*Source passage*
######

# chewing... EVERYTHING??



## Vortex (Aug 28, 2008)

ok, so a few days ago i posted asking if chewing and riping paper towel and tolit paper was nomal for a hedgie cause Lulu just loves to rip it up... but now she chews EVERYTHNG!
anything from paper, to the TP tubes, plastic trucks, the couch, clothes. stuff animals. and more.. now is this normal for some hedgies? i mean i put the TP tube in her playpen and she runs up to it and and starts chewing at it. its very strange. and its not like biteing, she acctully just sits there with it in her mouth chewing, she is like part gerbil or something! haha.
but i am worried she is going to hurt her teeth or something..

here is a picture of the little beast in action! LOL :lol: 
http://i237.photobucket.com/albums/ff12 ... _3/071.jpg

http://i237.photobucket.com/albums/ff12 ... _3/073.jpg


----------



## Nancy (Aug 22, 2008)

Some just love to chew on things, usually cloth but toilet paper tubes work too. It won't hurt her unless she starts to swallow the pieces.

######

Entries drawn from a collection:
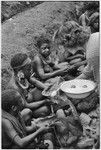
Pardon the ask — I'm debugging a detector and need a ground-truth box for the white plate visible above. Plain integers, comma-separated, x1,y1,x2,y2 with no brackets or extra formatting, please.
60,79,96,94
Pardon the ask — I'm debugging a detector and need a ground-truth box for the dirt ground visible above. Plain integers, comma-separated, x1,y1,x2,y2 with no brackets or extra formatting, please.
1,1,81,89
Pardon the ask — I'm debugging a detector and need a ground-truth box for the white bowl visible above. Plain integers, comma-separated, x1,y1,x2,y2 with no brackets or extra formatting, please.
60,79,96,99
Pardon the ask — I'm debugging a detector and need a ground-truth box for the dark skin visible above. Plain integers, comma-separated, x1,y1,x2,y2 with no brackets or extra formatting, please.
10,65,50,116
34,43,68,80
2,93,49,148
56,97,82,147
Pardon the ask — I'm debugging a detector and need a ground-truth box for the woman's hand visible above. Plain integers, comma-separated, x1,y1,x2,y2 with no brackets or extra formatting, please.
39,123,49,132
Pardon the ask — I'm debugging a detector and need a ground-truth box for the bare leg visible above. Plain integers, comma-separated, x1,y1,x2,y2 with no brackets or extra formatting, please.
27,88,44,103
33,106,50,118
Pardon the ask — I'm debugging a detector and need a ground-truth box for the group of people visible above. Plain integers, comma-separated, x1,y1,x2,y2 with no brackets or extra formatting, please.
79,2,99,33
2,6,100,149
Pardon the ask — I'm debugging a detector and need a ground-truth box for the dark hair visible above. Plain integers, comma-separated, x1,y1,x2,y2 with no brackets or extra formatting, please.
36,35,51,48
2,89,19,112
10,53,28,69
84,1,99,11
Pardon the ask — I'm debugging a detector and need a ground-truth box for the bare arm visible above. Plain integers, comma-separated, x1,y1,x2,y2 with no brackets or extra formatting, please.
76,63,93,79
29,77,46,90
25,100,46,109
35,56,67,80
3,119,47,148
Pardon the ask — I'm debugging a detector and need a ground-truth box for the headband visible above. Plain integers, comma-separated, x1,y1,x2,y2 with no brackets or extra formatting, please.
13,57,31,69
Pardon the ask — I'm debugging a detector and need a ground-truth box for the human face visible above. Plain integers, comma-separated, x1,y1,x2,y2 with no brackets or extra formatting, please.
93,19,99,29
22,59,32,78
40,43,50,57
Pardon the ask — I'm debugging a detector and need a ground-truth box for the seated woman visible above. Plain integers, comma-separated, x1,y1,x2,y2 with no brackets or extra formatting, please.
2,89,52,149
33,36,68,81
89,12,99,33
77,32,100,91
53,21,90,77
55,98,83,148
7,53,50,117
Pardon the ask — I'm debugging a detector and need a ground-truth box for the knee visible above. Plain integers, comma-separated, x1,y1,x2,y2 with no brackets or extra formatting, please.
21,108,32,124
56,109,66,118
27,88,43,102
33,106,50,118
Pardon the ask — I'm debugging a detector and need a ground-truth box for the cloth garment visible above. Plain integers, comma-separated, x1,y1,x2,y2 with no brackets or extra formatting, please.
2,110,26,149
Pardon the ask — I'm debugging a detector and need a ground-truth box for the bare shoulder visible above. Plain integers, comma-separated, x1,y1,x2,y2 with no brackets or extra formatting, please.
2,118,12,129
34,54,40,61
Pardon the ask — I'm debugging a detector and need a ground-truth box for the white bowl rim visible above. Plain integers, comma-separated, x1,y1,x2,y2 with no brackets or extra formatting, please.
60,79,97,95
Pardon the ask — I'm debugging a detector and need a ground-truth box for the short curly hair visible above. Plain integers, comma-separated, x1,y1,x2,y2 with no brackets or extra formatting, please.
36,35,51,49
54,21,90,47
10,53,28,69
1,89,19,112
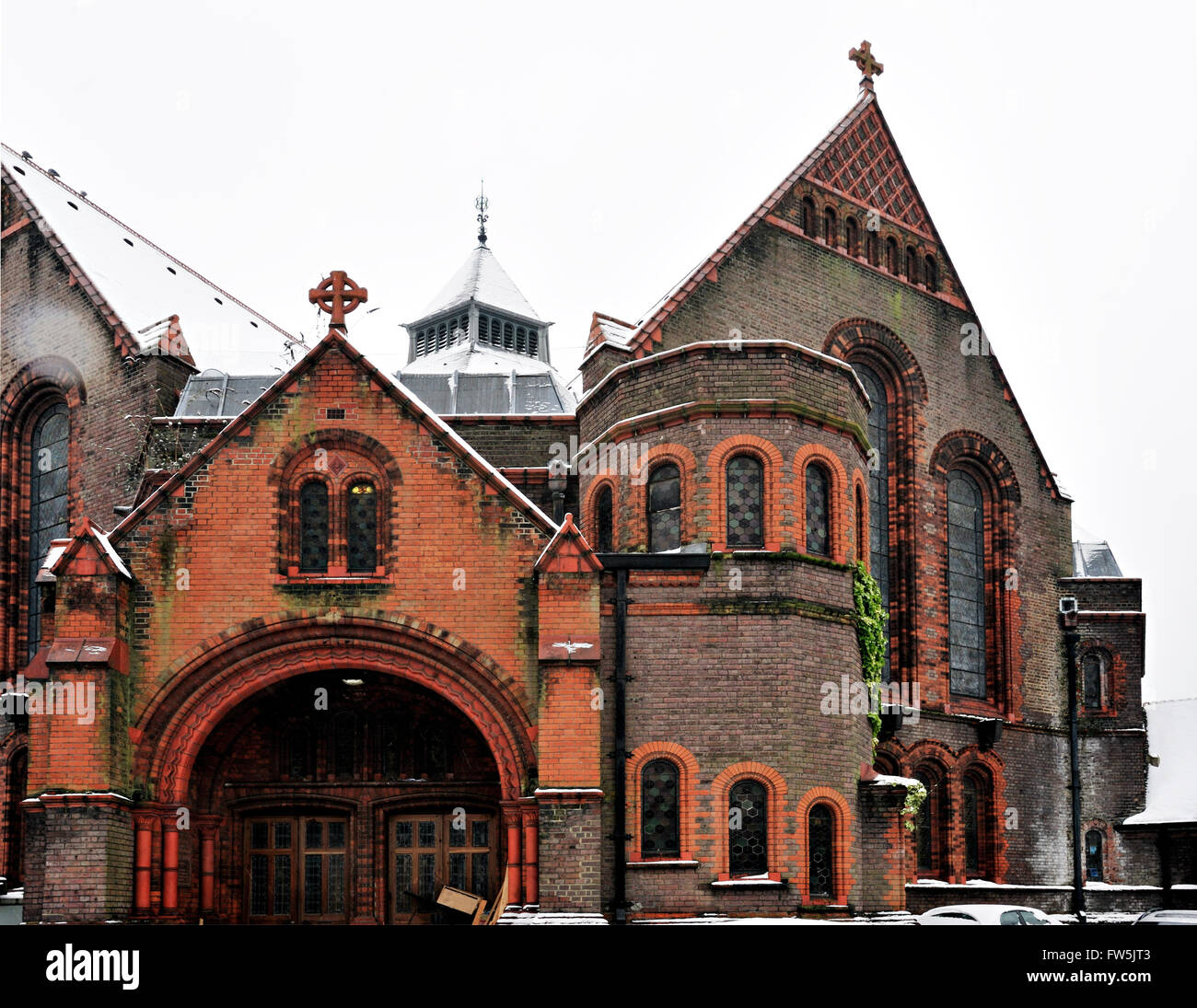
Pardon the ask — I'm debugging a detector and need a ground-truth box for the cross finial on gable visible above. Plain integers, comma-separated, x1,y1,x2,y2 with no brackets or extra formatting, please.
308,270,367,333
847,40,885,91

######

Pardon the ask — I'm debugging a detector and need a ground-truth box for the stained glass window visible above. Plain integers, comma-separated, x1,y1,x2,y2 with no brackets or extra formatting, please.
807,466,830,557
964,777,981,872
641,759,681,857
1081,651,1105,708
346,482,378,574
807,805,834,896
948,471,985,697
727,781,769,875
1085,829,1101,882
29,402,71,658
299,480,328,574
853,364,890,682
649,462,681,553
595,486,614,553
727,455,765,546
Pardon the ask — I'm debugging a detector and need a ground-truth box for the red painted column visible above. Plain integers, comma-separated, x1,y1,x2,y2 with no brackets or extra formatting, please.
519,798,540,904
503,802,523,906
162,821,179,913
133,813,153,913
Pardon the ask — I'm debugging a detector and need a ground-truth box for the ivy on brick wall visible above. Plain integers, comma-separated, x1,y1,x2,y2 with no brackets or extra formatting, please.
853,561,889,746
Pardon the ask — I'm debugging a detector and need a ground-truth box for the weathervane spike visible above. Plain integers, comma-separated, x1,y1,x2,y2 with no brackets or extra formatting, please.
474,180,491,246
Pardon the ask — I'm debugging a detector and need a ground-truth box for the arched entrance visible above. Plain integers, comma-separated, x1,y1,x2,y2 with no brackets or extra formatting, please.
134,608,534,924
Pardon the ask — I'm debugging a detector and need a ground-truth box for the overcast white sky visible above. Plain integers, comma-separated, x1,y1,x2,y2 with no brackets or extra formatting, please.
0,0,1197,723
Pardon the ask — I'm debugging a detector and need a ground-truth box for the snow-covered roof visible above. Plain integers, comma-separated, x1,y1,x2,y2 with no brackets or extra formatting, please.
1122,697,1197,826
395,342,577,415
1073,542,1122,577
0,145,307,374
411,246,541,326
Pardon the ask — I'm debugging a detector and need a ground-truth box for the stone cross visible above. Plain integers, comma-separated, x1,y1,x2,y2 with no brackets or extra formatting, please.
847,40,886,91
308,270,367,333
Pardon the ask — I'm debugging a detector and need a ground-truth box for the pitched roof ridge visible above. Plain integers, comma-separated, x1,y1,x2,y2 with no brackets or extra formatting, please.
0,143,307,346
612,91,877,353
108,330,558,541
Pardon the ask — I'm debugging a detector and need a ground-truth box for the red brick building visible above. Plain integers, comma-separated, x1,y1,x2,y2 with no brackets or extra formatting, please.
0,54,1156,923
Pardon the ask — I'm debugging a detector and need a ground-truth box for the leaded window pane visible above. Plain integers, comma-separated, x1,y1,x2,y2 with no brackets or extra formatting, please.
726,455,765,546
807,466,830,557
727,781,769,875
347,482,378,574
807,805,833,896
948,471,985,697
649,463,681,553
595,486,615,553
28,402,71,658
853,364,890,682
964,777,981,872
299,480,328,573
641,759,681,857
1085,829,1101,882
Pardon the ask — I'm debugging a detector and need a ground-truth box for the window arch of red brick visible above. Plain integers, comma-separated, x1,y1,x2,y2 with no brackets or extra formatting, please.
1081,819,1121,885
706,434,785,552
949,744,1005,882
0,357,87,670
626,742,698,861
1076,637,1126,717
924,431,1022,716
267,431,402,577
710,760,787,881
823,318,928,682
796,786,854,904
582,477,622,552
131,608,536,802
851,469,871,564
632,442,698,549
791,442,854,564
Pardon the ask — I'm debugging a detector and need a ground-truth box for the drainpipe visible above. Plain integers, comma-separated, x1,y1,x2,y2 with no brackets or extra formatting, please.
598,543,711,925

######

*Exercise*
Write what comes next in the forum thread about the hedgehog that chews everything, starting after its last reply.

*Reply*
----------



## Vortex (Aug 28, 2008)

ok good =D i thought maybe she was watching my gerbils across the room to much and maybe she thought she was a gerbil too :lol: 
and she ussully just chews it and if she gets a piece off she spits it out and starts again. silly little hog :roll: 

Thanks,


----------



## azyrios (Feb 2, 2009)

i would like to see a video of her ferociously attacking the toilet paper/paper towel and the tubes. 

I think it would be funny =D


----------



## Vortex (Aug 28, 2008)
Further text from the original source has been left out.